## Passage
A particularly headline-grabbing protest was staged last weekend at the Home Depot in Monrovia, California, a location picked because it’s where Roberto Carlos Montoya Valdés, 52, from Guatemala died on the freeway after being hit by an SUV while running from an ICE raid. Last weekend, protesters walked into the store en masse, picked up $0.17 ice scrapers (get it?), bought them one by one, then queued up again to return each purchased tool. This was all perfectly legal, but it created retail chaos: enormous, slow-moving lines. The checkout-clogging action ultimately forced the location to temporarily close. All this was done in the name of protesting the company for its refusal to object to the masked federal agents who have used its stores and parking lots as staging grounds to ambush day laborers looking to help Americans with landscaping and house work.
There is a rich history of progressive-minded groups using boycotts and targeted campaigns against businesses in hopes of changing their behavior and political decisions in general. There have even been some successes in the current Trump term, as Disney and Jimmy Kimmel will attest.

## Provided material
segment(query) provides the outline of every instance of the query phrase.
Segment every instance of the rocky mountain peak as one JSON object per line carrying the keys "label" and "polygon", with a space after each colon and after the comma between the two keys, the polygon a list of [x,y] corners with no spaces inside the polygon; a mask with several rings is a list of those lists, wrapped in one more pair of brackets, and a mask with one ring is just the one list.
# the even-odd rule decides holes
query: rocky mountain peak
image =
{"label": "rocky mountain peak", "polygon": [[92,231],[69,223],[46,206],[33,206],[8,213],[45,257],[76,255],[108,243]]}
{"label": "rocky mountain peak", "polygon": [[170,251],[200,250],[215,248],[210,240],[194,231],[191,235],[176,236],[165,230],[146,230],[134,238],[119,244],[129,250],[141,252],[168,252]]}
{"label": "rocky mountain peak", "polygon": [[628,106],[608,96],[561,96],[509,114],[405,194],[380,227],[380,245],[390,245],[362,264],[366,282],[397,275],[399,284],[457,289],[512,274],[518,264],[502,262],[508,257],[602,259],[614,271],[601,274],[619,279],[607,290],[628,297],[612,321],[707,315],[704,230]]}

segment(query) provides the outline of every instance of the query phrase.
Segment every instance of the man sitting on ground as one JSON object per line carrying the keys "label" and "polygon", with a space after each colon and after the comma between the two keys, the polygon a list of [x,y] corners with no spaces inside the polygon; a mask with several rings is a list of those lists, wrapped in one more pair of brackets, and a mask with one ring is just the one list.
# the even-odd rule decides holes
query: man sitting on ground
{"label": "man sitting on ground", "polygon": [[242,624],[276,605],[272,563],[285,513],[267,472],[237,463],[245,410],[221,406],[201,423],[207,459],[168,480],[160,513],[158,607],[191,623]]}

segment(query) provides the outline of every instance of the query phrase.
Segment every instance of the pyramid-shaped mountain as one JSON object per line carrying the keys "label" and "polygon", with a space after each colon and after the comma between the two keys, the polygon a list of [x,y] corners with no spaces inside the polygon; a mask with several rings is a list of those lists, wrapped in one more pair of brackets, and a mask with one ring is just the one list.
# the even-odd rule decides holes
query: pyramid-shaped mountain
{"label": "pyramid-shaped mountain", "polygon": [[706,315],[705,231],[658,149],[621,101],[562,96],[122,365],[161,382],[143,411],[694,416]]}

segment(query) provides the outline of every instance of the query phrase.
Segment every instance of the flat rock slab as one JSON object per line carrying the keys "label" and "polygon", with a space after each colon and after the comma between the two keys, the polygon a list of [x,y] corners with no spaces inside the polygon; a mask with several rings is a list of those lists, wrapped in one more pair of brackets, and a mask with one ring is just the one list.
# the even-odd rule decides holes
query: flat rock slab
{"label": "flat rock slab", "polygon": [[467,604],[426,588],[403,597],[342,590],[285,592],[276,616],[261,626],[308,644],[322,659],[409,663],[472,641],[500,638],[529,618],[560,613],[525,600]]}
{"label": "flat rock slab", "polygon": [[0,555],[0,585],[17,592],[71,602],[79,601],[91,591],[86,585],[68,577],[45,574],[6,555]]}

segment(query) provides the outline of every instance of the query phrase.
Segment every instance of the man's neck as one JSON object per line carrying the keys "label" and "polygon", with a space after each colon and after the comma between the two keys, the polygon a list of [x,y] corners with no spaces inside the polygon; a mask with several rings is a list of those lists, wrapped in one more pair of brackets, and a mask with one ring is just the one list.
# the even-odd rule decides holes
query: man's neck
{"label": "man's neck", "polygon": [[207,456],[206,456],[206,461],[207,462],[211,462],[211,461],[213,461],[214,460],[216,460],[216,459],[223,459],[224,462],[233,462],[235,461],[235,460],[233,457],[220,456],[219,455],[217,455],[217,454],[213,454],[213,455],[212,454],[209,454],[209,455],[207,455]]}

## Written request A
Can you return the entire passage about the Home Depot ice scraper protest, word for word?
## Written request B
How many lines in the rows contain the word "each", counting case-sensitively? Reply with the number only.

## Full solution A
A particularly headline-grabbing protest was staged last weekend at the Home Depot in Monrovia, California, a location picked because it’s where Roberto Carlos Montoya Valdés, 52, from Guatemala died on the freeway after being hit by an SUV while running from an ICE raid. Last weekend, protesters walked into the store en masse, picked up $0.17 ice scrapers (get it?), bought them one by one, then queued up again to return each purchased tool. This was all perfectly legal, but it created retail chaos: enormous, slow-moving lines. The checkout-clogging action ultimately forced the location to temporarily close. All this was done in the name of protesting the company for its refusal to object to the masked federal agents who have used its stores and parking lots as staging grounds to ambush day laborers looking to help Americans with landscaping and house work.
There is a rich history of progressive-minded groups using boycotts and targeted campaigns against businesses in hopes of changing their behavior and political decisions in general. There have even been some successes in the current Trump term, as Disney and Jimmy Kimmel will attest.

## Full solution B
5